• Krótkie zadanie
Podaj ponownie wszystkie poniższe pozycje bez żadnych zmian. Obrazy pomiń w odpowiedzi.

[Rekordy zawarte w zbiorze danych]
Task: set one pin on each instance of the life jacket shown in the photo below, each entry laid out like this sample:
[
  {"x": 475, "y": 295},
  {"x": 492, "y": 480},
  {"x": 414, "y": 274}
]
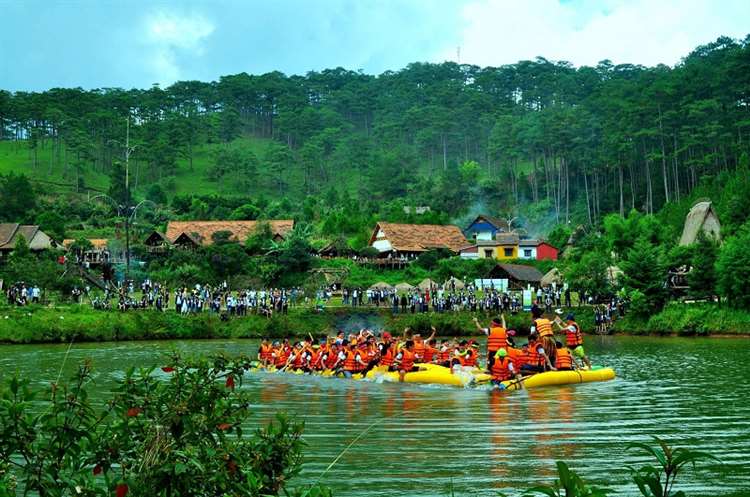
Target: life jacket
[
  {"x": 387, "y": 358},
  {"x": 299, "y": 358},
  {"x": 350, "y": 363},
  {"x": 500, "y": 369},
  {"x": 407, "y": 359},
  {"x": 265, "y": 352},
  {"x": 563, "y": 360},
  {"x": 470, "y": 358},
  {"x": 419, "y": 348},
  {"x": 497, "y": 339},
  {"x": 281, "y": 357},
  {"x": 574, "y": 338},
  {"x": 543, "y": 327},
  {"x": 429, "y": 353},
  {"x": 517, "y": 356},
  {"x": 445, "y": 354},
  {"x": 532, "y": 357}
]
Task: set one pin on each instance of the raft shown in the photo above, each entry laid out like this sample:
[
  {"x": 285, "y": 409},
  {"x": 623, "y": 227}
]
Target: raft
[
  {"x": 433, "y": 374},
  {"x": 555, "y": 378}
]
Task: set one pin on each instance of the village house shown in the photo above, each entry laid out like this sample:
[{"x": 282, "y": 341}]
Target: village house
[
  {"x": 35, "y": 238},
  {"x": 411, "y": 240},
  {"x": 485, "y": 228},
  {"x": 98, "y": 253},
  {"x": 194, "y": 234},
  {"x": 519, "y": 276}
]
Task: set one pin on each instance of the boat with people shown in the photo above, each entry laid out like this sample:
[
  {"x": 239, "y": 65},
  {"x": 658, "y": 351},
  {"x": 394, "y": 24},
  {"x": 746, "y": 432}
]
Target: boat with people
[{"x": 542, "y": 361}]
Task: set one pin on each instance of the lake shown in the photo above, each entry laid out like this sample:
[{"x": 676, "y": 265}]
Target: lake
[{"x": 423, "y": 440}]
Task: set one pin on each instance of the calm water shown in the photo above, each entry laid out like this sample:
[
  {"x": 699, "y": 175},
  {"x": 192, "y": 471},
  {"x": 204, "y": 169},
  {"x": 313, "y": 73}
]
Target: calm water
[{"x": 694, "y": 391}]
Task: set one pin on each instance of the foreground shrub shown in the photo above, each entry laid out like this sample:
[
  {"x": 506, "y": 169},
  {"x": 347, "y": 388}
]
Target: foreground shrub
[{"x": 177, "y": 431}]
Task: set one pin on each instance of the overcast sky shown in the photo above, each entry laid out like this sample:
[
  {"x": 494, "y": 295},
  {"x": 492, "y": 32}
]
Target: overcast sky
[{"x": 136, "y": 43}]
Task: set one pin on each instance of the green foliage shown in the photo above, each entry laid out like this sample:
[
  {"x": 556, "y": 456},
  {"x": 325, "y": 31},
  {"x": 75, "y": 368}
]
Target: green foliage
[
  {"x": 658, "y": 481},
  {"x": 569, "y": 484},
  {"x": 644, "y": 268},
  {"x": 18, "y": 198},
  {"x": 178, "y": 432},
  {"x": 731, "y": 269},
  {"x": 702, "y": 276}
]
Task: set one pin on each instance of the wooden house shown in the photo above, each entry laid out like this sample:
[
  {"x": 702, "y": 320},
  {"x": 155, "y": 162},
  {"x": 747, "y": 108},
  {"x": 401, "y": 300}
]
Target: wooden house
[{"x": 411, "y": 240}]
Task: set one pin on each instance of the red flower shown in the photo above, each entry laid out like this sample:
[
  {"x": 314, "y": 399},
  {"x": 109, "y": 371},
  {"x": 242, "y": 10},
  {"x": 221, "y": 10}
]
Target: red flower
[{"x": 121, "y": 490}]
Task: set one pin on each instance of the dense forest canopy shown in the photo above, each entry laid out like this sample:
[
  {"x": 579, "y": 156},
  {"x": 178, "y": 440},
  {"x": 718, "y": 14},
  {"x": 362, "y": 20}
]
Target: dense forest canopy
[{"x": 539, "y": 138}]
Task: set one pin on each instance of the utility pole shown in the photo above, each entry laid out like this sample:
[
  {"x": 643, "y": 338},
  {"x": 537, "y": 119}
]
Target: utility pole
[{"x": 128, "y": 150}]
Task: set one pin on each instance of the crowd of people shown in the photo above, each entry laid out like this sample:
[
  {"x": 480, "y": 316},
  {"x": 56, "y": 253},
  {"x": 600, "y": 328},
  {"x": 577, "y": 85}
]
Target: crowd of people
[
  {"x": 358, "y": 353},
  {"x": 21, "y": 294},
  {"x": 197, "y": 299}
]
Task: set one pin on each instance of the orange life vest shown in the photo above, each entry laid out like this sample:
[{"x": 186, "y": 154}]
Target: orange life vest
[
  {"x": 574, "y": 338},
  {"x": 532, "y": 357},
  {"x": 500, "y": 369},
  {"x": 563, "y": 360},
  {"x": 350, "y": 363},
  {"x": 497, "y": 339},
  {"x": 419, "y": 348},
  {"x": 387, "y": 358},
  {"x": 265, "y": 352},
  {"x": 544, "y": 327},
  {"x": 407, "y": 359}
]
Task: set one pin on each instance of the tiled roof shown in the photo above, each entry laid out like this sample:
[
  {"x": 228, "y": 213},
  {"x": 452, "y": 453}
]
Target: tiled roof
[
  {"x": 421, "y": 237},
  {"x": 519, "y": 272},
  {"x": 507, "y": 238},
  {"x": 10, "y": 232},
  {"x": 241, "y": 230},
  {"x": 98, "y": 243}
]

• Rozwiązanie zadania
Task: set one pin on each instance of the life jacket shown in the photo below, each entry laid out like this sample:
[
  {"x": 475, "y": 295},
  {"x": 492, "y": 480},
  {"x": 414, "y": 274}
]
Target: life jacket
[
  {"x": 387, "y": 358},
  {"x": 299, "y": 358},
  {"x": 350, "y": 363},
  {"x": 500, "y": 369},
  {"x": 407, "y": 359},
  {"x": 265, "y": 352},
  {"x": 563, "y": 360},
  {"x": 470, "y": 358},
  {"x": 419, "y": 348},
  {"x": 497, "y": 339},
  {"x": 281, "y": 357},
  {"x": 574, "y": 338},
  {"x": 543, "y": 327},
  {"x": 429, "y": 353},
  {"x": 517, "y": 356},
  {"x": 445, "y": 354},
  {"x": 532, "y": 357}
]
Task: set one pin on each instance of the raft shown in the photo above, each entry laid out like this sample:
[
  {"x": 285, "y": 409},
  {"x": 623, "y": 227}
]
Target: raft
[
  {"x": 433, "y": 374},
  {"x": 555, "y": 378}
]
Task: set one pin on each instance of the village house shown in the photo above, each entry laid out like this sample:
[{"x": 282, "y": 341}]
Target: village house
[
  {"x": 35, "y": 238},
  {"x": 411, "y": 240},
  {"x": 485, "y": 228},
  {"x": 98, "y": 253},
  {"x": 194, "y": 234},
  {"x": 519, "y": 276}
]
Task: set one pin on each instance of the boat with people shown in the photo above, each entry laid out like this sample:
[
  {"x": 239, "y": 65},
  {"x": 658, "y": 351},
  {"x": 394, "y": 24},
  {"x": 746, "y": 432}
]
Target: boat with people
[{"x": 542, "y": 361}]
Task: set one pin on each instance of the lake shown in the photo above, each entry laid out like this sample:
[{"x": 676, "y": 265}]
Target: lake
[{"x": 423, "y": 440}]
Task: set one pin on each instance of the calm water shown in the photo above, each entry laid out like this sample:
[
  {"x": 699, "y": 175},
  {"x": 192, "y": 471},
  {"x": 204, "y": 169},
  {"x": 313, "y": 73}
]
Target: calm water
[{"x": 694, "y": 391}]
Task: set one pin on each instance of the foreground shrub shown in the photo above, each entry laid out like this sample:
[
  {"x": 506, "y": 169},
  {"x": 347, "y": 388}
]
Target: foreground shrub
[{"x": 177, "y": 431}]
Task: set one pin on each instance of the overcast sky shown in the photo above, each entry laid out like this sample:
[
  {"x": 494, "y": 295},
  {"x": 492, "y": 32}
]
Target: overcast sky
[{"x": 136, "y": 43}]
Task: set one pin on each instance of the green foliage shown in the photo above, each entry laid out like this sample:
[
  {"x": 556, "y": 456},
  {"x": 325, "y": 31},
  {"x": 75, "y": 368}
]
Target: green foliage
[
  {"x": 658, "y": 481},
  {"x": 569, "y": 484},
  {"x": 644, "y": 268},
  {"x": 18, "y": 198},
  {"x": 178, "y": 432},
  {"x": 731, "y": 269},
  {"x": 702, "y": 276}
]
Task: set one pin on each instance of the wooden house shown in the photo above, each entry laid out like this sample:
[
  {"x": 702, "y": 320},
  {"x": 155, "y": 162},
  {"x": 747, "y": 108},
  {"x": 401, "y": 300}
]
Target: wooden house
[{"x": 411, "y": 240}]
Task: set one pin on each instance of the red flower shown in the photo above, each entry laid out like this sample:
[
  {"x": 314, "y": 399},
  {"x": 109, "y": 371},
  {"x": 242, "y": 10},
  {"x": 221, "y": 10}
]
Target: red flower
[{"x": 121, "y": 490}]
Task: set one pin on each instance of the dense forest canopy shown in the photo above, each entry laid out like this sample:
[
  {"x": 579, "y": 156},
  {"x": 178, "y": 440},
  {"x": 718, "y": 14},
  {"x": 362, "y": 20}
]
Target: dense forest canopy
[{"x": 539, "y": 138}]
Task: set one pin on each instance of the utility pole shown in the photo above, each entry laid out like this sample:
[
  {"x": 643, "y": 338},
  {"x": 537, "y": 119}
]
Target: utility pole
[{"x": 128, "y": 150}]
Task: set one pin on each instance of the crowd of people shown in the photo above, each entry laid out like this sample:
[
  {"x": 480, "y": 316},
  {"x": 56, "y": 253},
  {"x": 600, "y": 328},
  {"x": 577, "y": 85}
]
Target: crowd of people
[
  {"x": 358, "y": 353},
  {"x": 21, "y": 294},
  {"x": 197, "y": 299}
]
Task: set one pin on each instance of the orange life vest shown in the photo above, each entry laid out like this sample:
[{"x": 186, "y": 154}]
Target: orange life vest
[
  {"x": 574, "y": 338},
  {"x": 532, "y": 357},
  {"x": 500, "y": 369},
  {"x": 563, "y": 360},
  {"x": 350, "y": 363},
  {"x": 497, "y": 339},
  {"x": 419, "y": 348},
  {"x": 387, "y": 358},
  {"x": 265, "y": 352},
  {"x": 544, "y": 327},
  {"x": 407, "y": 359}
]
Task: set one pin on each instance of the tiled roof shown in the photo above, each entry laid out like this sample:
[
  {"x": 228, "y": 213},
  {"x": 452, "y": 453}
]
Target: tiled roof
[
  {"x": 421, "y": 237},
  {"x": 519, "y": 272},
  {"x": 507, "y": 238},
  {"x": 10, "y": 232},
  {"x": 241, "y": 230},
  {"x": 98, "y": 243}
]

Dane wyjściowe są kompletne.